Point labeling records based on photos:
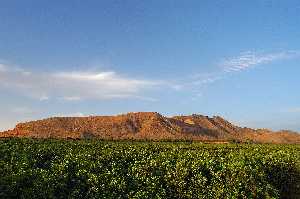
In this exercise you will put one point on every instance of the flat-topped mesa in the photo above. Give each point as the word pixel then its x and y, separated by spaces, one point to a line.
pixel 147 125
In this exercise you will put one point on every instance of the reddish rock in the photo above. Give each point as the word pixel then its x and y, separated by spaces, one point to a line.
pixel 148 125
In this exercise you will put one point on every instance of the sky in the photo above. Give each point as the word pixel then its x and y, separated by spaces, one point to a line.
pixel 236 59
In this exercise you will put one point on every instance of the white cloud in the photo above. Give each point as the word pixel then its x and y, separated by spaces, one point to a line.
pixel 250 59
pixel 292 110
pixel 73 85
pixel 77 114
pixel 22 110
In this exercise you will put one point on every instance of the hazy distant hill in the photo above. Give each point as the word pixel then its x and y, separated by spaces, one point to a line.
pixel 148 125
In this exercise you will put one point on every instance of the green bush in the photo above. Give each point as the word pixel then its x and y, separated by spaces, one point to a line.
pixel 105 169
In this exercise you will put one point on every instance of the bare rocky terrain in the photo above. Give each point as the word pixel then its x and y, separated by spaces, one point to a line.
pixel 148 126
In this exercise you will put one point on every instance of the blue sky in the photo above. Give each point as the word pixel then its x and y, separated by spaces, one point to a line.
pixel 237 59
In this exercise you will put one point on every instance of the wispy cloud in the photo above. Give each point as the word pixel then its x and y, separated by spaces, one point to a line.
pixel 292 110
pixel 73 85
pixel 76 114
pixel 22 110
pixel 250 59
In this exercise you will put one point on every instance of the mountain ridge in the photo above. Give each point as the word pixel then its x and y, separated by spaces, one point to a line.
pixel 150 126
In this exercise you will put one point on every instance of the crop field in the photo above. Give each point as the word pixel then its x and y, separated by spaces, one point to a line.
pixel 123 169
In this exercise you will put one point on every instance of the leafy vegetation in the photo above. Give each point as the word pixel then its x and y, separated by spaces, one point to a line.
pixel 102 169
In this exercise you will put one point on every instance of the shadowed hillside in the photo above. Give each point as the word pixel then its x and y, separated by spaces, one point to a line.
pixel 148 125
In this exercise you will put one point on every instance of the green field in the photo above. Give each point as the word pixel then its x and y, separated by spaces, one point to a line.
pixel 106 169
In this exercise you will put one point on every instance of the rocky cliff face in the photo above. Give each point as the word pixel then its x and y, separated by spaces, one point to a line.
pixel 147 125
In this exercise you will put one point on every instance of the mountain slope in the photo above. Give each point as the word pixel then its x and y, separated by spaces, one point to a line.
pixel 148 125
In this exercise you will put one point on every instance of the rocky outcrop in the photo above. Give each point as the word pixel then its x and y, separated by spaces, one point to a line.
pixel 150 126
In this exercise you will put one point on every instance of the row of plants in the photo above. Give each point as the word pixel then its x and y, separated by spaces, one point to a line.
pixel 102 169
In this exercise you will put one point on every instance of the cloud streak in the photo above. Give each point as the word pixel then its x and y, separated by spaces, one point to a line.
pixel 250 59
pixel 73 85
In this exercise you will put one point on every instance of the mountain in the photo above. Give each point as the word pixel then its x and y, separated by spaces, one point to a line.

==

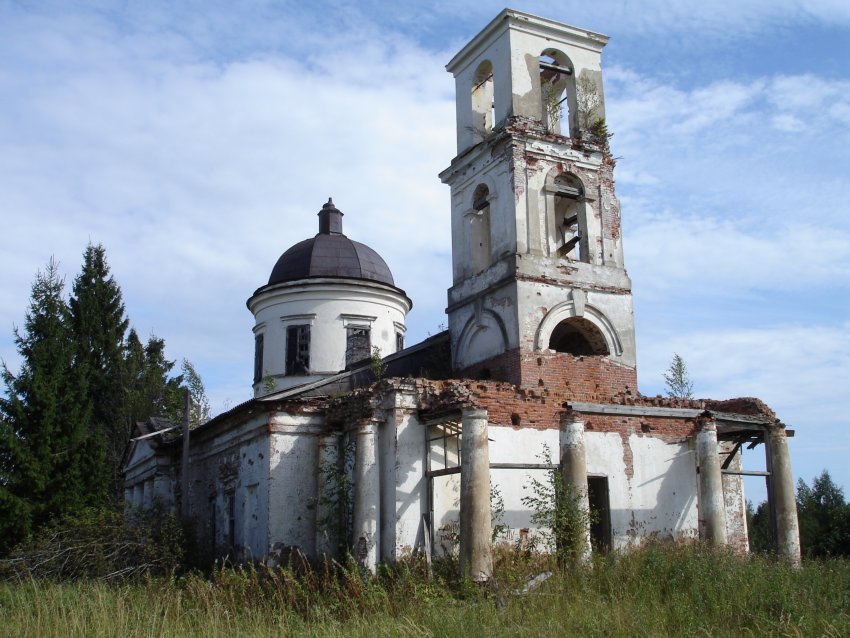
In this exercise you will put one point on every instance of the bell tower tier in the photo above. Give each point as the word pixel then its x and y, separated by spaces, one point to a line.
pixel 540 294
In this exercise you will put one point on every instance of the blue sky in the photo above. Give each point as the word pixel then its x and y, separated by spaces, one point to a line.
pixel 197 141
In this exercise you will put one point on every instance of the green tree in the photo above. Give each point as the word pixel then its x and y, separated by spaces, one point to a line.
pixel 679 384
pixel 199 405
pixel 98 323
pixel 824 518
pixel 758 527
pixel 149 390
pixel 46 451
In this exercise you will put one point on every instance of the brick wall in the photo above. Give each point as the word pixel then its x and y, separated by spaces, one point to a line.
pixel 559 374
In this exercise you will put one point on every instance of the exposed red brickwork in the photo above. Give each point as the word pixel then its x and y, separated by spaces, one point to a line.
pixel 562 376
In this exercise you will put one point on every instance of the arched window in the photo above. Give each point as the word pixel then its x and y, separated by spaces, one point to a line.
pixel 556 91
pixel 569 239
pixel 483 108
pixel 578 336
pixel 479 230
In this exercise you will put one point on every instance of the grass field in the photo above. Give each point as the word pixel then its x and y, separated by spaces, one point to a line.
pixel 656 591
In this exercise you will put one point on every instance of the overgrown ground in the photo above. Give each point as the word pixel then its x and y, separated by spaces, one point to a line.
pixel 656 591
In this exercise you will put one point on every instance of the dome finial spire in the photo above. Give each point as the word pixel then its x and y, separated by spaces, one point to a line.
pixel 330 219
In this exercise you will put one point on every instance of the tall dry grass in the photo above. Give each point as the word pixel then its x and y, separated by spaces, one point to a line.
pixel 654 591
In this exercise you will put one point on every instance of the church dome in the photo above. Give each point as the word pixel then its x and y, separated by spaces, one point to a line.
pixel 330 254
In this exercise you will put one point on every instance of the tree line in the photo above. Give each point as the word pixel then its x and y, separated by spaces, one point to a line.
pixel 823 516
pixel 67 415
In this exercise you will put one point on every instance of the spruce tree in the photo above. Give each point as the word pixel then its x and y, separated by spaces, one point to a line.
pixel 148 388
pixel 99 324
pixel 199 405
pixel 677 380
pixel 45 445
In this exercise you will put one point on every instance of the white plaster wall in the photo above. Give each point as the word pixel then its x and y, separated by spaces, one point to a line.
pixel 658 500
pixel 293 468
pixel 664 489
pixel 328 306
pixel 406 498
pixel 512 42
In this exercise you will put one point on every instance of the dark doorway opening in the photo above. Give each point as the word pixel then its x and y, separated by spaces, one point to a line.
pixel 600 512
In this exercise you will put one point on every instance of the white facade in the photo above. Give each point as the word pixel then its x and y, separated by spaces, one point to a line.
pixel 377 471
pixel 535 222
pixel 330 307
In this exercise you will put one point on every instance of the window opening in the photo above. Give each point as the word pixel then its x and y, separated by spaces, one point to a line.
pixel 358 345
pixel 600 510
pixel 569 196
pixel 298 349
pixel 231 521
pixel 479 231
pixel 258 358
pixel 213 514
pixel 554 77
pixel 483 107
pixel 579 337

WHAT IS REQUIRED: Copy out word for word the lines running from the line that contains "of the exposed" through the line that contains "pixel 330 254", including both of those lines.

TASK SOLUTION:
In this exercise you will put one point on every instance of the exposed red brickwork in the photo above. Give each point as the word pixel then its x and y, separated by spaces, one point to a line.
pixel 562 376
In this exercise you will put one point on every instance of the arched window in the photo above. Give each point as the word pixel then its x and y, separated by spaces, one point to a line.
pixel 556 91
pixel 569 239
pixel 483 108
pixel 578 336
pixel 479 230
In this exercise you will put one point on every instance of the grass field in the photo above. Give each point as the word pixel then its x and y, separated by spaces, one point to a line.
pixel 656 591
In this exercise you will put one point on every instance of the overgrown ground in the photo above. Give each point as the word pixel then its x and y, separated by spaces, one point to a line.
pixel 656 591
In this exercise you will put one point on every instance of the dome finial spire in the photo above. Give each point as the word pixel then its x and y, separated by spaces, one point to a line.
pixel 330 219
In this exercise you will put one point on every instance of the tall dry grass in the photo above. Give each point as the word pixel then its x and y, separated by spaces, one point to a line.
pixel 654 591
In this exercise you will put one point on every instance of the church dome in the photo above. Give each point as the word pixel then its x and y, separated by spaces, one point to a line.
pixel 330 254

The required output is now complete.